**The problem:** What is needed is an exact copy of the lines from the one containing "Objective — one point per instance of the green" through the last line of the records below, with no pictures.

**Stored records:**
########
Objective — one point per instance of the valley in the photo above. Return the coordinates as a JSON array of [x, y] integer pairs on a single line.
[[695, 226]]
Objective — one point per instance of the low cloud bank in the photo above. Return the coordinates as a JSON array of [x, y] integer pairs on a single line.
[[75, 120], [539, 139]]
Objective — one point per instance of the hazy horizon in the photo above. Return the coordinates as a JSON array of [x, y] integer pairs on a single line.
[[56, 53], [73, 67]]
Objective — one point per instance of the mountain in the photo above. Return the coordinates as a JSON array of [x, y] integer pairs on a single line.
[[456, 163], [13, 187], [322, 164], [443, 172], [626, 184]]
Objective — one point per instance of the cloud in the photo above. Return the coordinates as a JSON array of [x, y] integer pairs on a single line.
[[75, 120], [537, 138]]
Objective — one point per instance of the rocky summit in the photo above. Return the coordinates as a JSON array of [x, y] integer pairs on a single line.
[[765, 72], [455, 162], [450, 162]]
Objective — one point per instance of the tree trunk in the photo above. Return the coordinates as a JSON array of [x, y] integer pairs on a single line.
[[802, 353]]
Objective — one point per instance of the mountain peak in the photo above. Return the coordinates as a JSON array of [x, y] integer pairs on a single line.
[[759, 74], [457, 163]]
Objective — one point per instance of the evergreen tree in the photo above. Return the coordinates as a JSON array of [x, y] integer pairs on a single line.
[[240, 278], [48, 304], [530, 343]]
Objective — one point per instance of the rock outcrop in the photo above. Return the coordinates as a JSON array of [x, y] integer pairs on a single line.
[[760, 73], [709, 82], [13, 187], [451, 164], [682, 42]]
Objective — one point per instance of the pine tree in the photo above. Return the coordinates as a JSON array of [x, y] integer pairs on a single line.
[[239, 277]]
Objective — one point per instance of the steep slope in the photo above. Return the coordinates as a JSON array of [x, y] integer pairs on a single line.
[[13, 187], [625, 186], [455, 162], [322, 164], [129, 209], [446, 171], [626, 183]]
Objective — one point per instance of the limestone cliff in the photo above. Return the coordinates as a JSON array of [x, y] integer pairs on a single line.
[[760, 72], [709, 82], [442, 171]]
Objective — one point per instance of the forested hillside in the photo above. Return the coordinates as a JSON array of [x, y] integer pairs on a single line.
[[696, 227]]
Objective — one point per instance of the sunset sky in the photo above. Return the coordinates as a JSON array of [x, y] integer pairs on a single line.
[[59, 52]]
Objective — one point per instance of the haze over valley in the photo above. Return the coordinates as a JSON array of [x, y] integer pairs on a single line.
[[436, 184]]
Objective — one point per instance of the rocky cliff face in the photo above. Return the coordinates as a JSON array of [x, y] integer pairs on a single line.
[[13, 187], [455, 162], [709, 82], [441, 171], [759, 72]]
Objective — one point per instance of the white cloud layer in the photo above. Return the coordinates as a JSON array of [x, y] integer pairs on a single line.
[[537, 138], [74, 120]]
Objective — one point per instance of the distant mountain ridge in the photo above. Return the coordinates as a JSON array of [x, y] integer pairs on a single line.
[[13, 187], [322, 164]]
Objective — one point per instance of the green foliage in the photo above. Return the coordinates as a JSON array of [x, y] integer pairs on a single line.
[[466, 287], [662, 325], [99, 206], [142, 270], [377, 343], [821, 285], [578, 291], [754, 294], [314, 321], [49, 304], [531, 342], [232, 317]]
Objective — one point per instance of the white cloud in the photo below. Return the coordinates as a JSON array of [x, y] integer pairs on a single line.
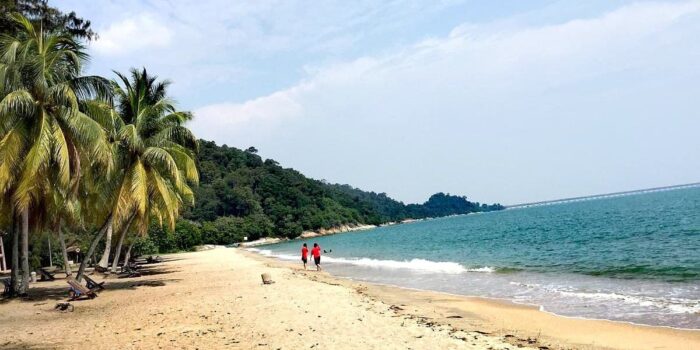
########
**Solution to this exercise:**
Objective — one point per instance of the green foliage in the photo above. Return the coordinates as a JSON array of [x, y] integer pairs on a single line.
[[466, 287], [662, 325], [99, 206], [142, 270], [377, 343], [821, 285], [578, 291], [754, 294], [314, 321], [49, 304], [531, 342], [232, 317]]
Objective — one point per instance of the white cloud in the photo below. Return the coordinates as a JSON array of [x, y] integer pairs on a single line.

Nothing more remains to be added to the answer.